§ Exercise details:
Rewrite the lines from the first one through the line with "x=506 y=158", substituting "marker" for each "pin" and changing nothing else. Leave the pictures out.

§ Provided entries:
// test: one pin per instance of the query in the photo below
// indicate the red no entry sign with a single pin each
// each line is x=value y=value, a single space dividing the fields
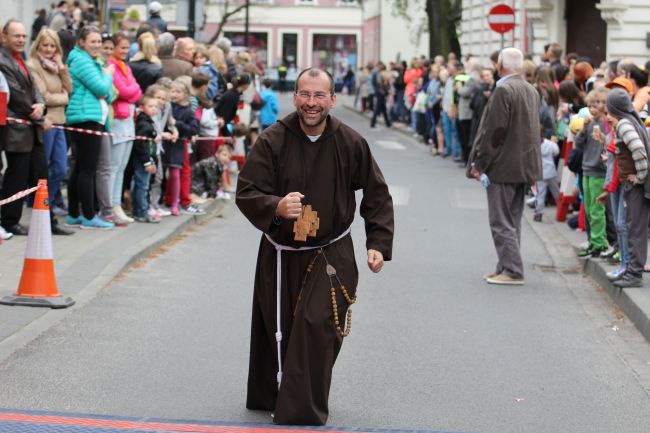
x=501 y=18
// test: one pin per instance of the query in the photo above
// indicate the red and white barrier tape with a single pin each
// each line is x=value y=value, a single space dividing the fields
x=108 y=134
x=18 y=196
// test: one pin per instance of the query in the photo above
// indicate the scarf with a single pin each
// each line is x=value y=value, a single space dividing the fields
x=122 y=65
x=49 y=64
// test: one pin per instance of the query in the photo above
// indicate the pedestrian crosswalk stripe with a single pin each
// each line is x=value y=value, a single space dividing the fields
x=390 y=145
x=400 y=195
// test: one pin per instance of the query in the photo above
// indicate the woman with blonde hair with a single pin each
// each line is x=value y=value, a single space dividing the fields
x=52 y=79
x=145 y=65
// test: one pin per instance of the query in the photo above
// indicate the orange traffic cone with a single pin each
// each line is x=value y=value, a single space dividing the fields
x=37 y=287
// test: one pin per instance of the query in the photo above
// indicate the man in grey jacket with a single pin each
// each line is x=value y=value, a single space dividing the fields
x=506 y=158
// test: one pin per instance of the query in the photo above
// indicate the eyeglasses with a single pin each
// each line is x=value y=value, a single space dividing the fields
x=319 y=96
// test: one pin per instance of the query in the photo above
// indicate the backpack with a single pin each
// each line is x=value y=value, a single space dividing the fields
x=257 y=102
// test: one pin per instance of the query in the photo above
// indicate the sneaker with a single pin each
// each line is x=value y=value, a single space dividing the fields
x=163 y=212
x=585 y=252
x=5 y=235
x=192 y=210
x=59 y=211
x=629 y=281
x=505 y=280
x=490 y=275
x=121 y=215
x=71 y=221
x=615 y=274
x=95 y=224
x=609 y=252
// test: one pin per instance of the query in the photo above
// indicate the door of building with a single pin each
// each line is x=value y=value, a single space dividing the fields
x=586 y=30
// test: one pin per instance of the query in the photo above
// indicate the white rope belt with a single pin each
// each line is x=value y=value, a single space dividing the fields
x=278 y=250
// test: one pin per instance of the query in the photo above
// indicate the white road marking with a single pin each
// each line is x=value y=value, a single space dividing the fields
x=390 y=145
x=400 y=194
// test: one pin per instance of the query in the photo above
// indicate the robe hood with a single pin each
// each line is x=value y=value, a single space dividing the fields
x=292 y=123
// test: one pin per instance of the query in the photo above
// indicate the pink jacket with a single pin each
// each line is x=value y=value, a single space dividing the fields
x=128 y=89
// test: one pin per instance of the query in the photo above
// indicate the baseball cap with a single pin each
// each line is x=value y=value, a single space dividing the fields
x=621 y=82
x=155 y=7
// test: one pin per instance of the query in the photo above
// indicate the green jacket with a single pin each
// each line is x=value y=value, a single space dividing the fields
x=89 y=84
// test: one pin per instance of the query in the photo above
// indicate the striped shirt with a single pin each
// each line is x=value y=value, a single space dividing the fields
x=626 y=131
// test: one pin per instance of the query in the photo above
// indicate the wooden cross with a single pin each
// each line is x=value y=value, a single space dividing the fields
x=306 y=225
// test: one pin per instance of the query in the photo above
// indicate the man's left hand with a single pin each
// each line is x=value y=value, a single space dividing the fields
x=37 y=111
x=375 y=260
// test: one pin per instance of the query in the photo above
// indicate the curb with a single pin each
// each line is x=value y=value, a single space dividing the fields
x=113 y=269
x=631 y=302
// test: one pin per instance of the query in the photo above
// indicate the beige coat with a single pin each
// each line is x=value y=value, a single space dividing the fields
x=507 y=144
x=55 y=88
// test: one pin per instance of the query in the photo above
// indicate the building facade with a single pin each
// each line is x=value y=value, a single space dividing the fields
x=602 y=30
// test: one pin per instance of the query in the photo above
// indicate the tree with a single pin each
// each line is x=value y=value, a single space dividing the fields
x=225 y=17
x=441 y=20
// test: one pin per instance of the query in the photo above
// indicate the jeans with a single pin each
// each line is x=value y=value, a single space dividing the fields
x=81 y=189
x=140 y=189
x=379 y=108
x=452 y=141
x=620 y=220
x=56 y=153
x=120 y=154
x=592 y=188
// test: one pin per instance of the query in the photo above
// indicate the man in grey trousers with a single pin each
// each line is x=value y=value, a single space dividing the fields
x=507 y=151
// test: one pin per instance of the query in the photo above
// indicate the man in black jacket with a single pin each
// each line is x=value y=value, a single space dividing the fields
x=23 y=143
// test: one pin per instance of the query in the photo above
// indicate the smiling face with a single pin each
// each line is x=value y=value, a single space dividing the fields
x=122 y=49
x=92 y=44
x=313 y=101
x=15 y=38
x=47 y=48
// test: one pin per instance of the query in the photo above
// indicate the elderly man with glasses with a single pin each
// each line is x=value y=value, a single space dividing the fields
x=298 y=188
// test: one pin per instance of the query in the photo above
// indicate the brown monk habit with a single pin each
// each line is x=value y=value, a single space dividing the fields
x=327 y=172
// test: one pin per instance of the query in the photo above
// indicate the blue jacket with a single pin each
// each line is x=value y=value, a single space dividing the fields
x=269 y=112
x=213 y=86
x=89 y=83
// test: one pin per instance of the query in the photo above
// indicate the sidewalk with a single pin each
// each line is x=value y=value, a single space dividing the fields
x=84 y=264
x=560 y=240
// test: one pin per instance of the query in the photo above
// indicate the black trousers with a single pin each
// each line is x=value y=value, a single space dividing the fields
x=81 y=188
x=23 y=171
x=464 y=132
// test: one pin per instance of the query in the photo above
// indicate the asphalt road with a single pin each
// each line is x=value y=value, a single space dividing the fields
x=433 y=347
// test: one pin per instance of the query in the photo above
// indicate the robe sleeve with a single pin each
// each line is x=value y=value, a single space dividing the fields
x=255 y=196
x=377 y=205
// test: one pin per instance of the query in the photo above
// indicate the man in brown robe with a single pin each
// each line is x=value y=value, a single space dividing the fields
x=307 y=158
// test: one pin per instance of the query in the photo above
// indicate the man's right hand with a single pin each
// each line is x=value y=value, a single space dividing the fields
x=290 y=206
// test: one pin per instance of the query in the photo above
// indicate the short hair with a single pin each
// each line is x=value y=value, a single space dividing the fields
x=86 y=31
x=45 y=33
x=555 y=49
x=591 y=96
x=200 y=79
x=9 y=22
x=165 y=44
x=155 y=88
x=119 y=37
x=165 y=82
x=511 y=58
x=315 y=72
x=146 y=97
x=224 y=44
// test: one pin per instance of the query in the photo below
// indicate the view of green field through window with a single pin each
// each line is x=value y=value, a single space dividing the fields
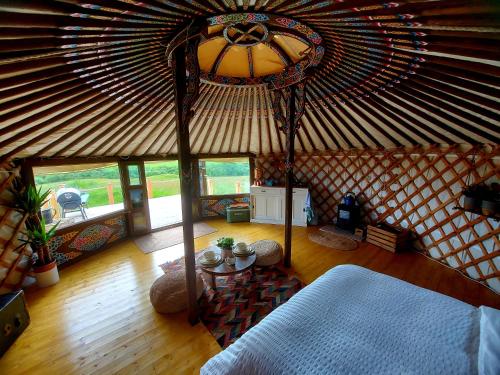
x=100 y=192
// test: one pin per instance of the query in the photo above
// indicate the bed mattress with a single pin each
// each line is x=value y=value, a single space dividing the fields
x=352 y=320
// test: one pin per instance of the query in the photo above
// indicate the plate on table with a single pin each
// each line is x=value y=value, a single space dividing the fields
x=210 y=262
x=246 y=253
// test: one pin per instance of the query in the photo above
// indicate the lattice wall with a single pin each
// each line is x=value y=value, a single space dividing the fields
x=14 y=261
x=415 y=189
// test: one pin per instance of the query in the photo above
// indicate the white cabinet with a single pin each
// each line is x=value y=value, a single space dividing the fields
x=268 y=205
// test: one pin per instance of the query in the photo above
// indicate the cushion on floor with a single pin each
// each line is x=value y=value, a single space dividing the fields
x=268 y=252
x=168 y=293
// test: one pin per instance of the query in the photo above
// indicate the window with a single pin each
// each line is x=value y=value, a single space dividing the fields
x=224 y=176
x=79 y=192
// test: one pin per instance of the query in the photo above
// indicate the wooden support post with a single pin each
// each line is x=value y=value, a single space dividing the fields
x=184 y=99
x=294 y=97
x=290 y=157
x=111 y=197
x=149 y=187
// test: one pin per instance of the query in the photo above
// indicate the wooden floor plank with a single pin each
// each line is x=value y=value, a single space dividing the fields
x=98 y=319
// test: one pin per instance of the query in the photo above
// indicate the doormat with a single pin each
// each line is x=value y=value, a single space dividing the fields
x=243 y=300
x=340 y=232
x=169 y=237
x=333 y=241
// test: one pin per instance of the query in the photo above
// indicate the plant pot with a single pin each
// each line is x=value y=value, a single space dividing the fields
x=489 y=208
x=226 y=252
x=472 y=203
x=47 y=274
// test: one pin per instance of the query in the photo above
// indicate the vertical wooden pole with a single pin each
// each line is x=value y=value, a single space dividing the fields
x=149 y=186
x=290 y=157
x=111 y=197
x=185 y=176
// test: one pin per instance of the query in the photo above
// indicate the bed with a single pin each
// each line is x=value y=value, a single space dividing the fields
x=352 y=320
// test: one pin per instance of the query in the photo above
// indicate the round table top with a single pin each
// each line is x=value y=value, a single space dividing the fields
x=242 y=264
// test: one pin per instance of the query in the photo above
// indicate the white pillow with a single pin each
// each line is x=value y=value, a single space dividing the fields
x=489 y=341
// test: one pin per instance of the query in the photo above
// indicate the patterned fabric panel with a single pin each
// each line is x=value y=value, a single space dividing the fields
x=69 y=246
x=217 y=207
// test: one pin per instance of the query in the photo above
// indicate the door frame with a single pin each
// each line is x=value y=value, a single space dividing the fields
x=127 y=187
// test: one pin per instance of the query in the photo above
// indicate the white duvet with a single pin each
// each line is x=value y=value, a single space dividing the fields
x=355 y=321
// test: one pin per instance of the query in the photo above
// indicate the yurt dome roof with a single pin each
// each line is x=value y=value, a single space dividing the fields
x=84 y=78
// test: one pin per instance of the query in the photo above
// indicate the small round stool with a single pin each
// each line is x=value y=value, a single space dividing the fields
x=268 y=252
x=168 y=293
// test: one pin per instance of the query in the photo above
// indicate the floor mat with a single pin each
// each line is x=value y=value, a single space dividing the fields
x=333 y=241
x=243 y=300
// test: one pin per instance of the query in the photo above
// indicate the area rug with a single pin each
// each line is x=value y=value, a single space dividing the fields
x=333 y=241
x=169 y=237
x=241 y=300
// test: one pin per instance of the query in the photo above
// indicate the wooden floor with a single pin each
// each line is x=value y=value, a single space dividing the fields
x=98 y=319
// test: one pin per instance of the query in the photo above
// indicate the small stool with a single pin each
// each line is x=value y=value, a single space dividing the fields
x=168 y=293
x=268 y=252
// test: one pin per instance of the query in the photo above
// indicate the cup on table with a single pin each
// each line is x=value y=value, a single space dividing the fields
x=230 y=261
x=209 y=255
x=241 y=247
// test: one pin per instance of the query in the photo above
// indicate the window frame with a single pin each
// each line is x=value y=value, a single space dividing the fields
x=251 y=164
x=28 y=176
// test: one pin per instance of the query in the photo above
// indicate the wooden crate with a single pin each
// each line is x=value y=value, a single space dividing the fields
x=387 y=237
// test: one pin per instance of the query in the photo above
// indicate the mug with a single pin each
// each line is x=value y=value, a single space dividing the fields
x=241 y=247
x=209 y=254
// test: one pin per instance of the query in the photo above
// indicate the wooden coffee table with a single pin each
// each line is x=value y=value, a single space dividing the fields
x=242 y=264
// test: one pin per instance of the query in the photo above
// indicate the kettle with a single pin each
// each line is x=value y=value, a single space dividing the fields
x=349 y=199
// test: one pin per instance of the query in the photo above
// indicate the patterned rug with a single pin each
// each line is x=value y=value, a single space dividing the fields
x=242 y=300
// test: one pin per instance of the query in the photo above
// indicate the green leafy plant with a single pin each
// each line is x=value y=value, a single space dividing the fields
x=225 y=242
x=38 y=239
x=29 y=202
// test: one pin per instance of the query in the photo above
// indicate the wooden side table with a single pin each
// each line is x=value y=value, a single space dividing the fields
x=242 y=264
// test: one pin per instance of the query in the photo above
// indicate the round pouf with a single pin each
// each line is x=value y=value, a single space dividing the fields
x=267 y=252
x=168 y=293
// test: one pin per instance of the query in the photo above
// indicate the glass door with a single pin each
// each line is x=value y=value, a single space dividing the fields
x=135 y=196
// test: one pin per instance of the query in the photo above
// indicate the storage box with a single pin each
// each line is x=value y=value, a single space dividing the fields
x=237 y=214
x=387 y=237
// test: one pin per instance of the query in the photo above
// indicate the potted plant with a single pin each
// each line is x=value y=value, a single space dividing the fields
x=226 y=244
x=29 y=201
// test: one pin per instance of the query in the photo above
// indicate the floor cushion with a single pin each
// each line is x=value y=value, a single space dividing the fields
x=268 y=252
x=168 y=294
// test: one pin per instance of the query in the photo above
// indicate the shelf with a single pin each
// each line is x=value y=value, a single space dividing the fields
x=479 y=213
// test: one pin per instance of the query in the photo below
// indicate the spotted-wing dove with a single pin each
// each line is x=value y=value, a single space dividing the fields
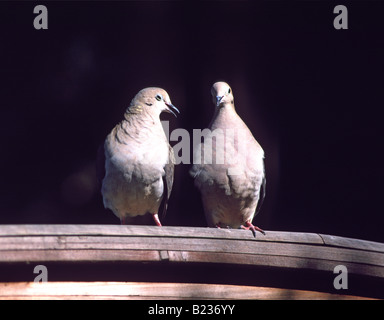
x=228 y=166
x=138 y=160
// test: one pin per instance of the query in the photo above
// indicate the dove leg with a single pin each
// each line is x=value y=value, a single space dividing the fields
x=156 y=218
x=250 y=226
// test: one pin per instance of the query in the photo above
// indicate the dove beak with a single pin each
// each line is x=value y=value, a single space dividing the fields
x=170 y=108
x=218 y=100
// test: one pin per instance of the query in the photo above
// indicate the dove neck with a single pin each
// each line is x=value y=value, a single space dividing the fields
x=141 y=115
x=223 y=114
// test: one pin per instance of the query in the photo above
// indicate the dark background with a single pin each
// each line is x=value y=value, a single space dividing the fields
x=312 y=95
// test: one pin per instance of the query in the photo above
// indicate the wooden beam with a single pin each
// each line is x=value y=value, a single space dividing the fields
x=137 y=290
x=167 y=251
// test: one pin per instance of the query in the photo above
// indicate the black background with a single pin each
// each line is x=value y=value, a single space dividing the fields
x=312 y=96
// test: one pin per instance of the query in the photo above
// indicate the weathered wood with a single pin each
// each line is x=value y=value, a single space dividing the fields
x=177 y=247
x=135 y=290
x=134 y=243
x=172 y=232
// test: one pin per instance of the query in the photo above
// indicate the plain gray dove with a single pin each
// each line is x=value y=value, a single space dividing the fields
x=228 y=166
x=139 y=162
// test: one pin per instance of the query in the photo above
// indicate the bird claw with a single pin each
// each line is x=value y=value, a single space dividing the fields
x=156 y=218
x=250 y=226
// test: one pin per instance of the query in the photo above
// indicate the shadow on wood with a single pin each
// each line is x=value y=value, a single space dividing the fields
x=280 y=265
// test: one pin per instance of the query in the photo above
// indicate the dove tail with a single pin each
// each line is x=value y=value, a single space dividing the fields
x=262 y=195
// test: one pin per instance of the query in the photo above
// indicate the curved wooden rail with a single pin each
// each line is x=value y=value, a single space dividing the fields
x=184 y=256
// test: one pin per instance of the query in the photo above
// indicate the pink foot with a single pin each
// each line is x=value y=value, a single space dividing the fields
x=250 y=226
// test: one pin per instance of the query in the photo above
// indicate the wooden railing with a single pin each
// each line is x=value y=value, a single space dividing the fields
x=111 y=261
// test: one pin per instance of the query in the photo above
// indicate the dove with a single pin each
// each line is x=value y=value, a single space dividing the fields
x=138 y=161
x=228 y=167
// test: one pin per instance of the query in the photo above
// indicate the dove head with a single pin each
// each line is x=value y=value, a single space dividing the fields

§ Response below:
// test: one marker per instance of the query in the photo below
// indicate the red no entry sign with a single marker each
// each line is x=value y=value, a single space dividing the fields
x=501 y=18
// test: one marker per instance of the query in the photo above
// indicate the red and white barrier tape with a single marker each
// each line is x=value y=value, a single space dividing the fields
x=108 y=134
x=18 y=196
// test: one marker per instance of the query in the photo above
// indicate the scarf with a single marker each
// each line is x=value y=value, a single space dividing the fields
x=122 y=65
x=49 y=64
// test: one marker per instance of the query in the photo above
// indicate the pedestrian crosswalk stripe with a single marker each
// each line is x=value y=value, a single space dividing the fields
x=390 y=145
x=400 y=195
// test: one marker per instance of the query in the photo above
// indicate the woman with blonde hair with a single marker each
// each line is x=value y=value, a single space dividing the fields
x=52 y=79
x=145 y=65
// test: one marker per instance of the query in the photo above
// indicate the orange traffic cone with a single marker each
// each line is x=value y=value, a single space dividing the fields
x=37 y=287
// test: one marker per instance of the query in the photo above
// indicate the man in grey jacket with a single marker each
// each line is x=value y=value, a single space dividing the fields
x=506 y=158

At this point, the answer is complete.